» **Problem details**:
Reproduce the material below verbatim, keeping every line, character, and space unchanged.

» **Data for this task**:
════
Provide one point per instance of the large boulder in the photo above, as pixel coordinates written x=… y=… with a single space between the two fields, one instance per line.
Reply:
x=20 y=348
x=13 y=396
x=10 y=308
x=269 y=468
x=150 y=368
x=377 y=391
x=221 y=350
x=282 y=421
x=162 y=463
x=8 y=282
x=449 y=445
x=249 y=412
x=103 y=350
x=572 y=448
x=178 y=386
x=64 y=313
════
» **Written response**:
Provide one point per instance of the large boulder in the photo above, as pixel coordinates written x=… y=… with a single space between the two fields, one instance per line.
Reply:
x=20 y=348
x=13 y=396
x=10 y=308
x=269 y=468
x=150 y=368
x=377 y=391
x=221 y=350
x=282 y=421
x=162 y=463
x=8 y=282
x=449 y=445
x=249 y=412
x=103 y=350
x=572 y=448
x=178 y=386
x=64 y=313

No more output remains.